Extrait du texte:
******

De ces vaisseaux de bruyantes acclamations s’élevaient incessamment pour saluer le passage de la Surveillante, tandis qu’elle-même, désemparée, noircie par la poudre et le feu, rouge de sang, s’acheminait vers le port, emportant dans ses flancs son brave capitaine mortellement blessé. Le soleil d’automne qui éclairait tout cela, rappelant les magnificences de l’été et faisant déjà pressentir les tristesses de l’hiver, se trouvait lui-même en merveilleuse harmonie avec ce qu’il y avait tout à la fois dans cette scène d’éclatant et de lugubre.

À midi, la frégate, se trouvant à l’entrée du port, fut tout aussitôt entourée d’une foule de curieux, accourus sur des embarcations, et sollicitant la permission de monter à bord. La crainte que leurs visites, et l’encombrement qui devait s’ensuivre, n’importunassent les blessés, la fit refuser. Le comte Duchaffaut, commandant de la marine ; le comte d’Orvilliers, commandant les flottes combinées ; M. Gaze de la Bove, intendant de la province, furent seuls admis. La même exception s’étendit ensuite à quelques personnes de la cour, que le désir de jouir du beau spectacle des flottes réunies avait attirées à Brest : c’étaient M. le duc de Fitz-James, Mme la princesse d’Hénin, Mme la duchesse de Lauzun. Toutefois au moment de monter à bord, il s’en fallut de peu que ces deux dames n’y renonçassent à la vue des larges taches de sang, des blessés tout sanglans, des débris humains qui couvraient encore le pont, elles demeurèrent indécises, troublées, ne sachant trop que faire : le cœur leur manquait pour aller plus loin. Mais les respectueuses invitations des marins, le désir de visiter ce vaisseau devenu célèbre ainsi que son capitaine, triomphèrent bientôt de cette première impression ; elles montèrent à bord. Leur visite s’étendit en détail du pont jusqu’à la cale. Elles se firent rendre minutieusement compte de tous les évènemens du combat, prodiguant aux blessés des éloges, des secours, des consolations. Un mot d’un de ces derniers mérite d’être rapporté : après plusieurs autres questions, Mme la duchesse de Lauzun lui dit : — « Mais on prétend que le pavillon du Quebec était cloué à son grand mat, qu’en conséquence il ne pouvait l’amener ; cela est-il vrai ? » — « Je l’ignore, madame ; mais ce que je sais, c’est que le nôtre était cloué dans le cœur de notre capitaine. » La visite de ces dames, de ces officiers généraux de la marine, alors personnages importans et célèbres, parut faire à Du Couëdic un plaisir qu’il ne chercha point à dissimuler. Il se montrait au contraire tout joyeux des témoignages de la sympathique admiration que tous se plaisaient à lui témoigner. « Ah ! mesdames, répétait-il plusieurs fois, ah ! messieurs, que je me trouve heureux et fier du bon accueil que vous voulez bien faire à ma pauvre frégate ! »

******

Lignes de données:
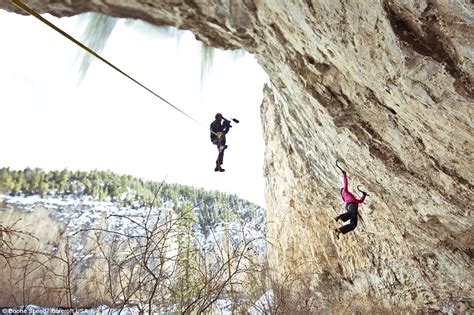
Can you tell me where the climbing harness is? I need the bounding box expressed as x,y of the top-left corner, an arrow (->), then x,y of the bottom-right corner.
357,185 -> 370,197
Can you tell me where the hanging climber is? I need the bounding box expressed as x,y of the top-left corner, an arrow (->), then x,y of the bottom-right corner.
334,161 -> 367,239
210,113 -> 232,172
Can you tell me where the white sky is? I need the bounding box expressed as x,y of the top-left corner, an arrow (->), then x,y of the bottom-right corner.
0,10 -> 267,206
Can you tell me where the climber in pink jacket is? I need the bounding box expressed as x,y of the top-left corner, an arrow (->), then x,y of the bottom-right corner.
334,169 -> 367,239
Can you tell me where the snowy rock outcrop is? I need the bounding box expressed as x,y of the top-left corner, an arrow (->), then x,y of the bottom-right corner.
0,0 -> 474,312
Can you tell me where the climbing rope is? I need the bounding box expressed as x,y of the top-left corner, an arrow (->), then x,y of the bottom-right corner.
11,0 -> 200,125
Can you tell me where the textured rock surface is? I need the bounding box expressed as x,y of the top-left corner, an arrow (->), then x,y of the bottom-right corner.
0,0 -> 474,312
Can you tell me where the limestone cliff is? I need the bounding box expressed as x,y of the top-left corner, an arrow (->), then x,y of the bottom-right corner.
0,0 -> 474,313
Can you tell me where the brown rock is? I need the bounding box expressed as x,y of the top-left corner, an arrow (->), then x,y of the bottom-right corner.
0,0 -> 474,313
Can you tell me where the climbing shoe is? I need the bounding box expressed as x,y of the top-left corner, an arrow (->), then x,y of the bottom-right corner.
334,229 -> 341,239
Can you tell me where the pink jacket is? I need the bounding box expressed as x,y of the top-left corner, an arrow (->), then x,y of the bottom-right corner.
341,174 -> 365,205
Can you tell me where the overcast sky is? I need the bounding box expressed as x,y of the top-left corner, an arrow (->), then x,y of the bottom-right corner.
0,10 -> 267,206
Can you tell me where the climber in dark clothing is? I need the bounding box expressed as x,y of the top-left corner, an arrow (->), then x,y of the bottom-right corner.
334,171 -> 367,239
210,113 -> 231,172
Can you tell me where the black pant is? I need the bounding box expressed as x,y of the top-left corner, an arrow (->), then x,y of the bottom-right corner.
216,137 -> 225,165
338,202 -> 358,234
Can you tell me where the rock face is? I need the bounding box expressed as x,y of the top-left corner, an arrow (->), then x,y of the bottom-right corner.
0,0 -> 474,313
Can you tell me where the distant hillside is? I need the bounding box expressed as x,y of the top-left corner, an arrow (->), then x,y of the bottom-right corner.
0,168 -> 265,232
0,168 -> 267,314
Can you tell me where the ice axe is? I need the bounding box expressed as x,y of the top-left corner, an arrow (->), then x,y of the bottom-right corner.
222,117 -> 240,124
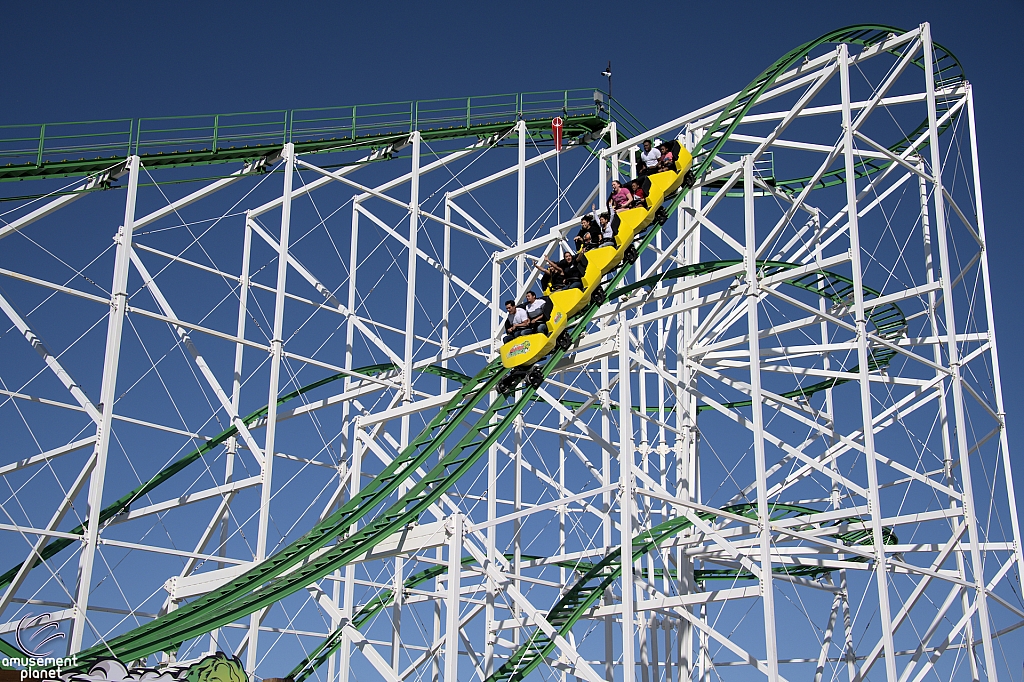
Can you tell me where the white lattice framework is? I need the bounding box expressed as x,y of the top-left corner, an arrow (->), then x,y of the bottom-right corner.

******

Consigne: Recopiez le passage de l'extrait qui va de « De ces vaisseaux » jusqu'à « et de lugubre. », en remplaçant « capitaine » par « commandant ».

Réponse attendue:
De ces vaisseaux de bruyantes acclamations s’élevaient incessamment pour saluer le passage de la Surveillante, tandis qu’elle-même, désemparée, noircie par la poudre et le feu, rouge de sang, s’acheminait vers le port, emportant dans ses flancs son brave commandant mortellement blessé. Le soleil d’automne qui éclairait tout cela, rappelant les magnificences de l’été et faisant déjà pressentir les tristesses de l’hiver, se trouvait lui-même en merveilleuse harmonie avec ce qu’il y avait tout à la fois dans cette scène d’éclatant et de lugubre.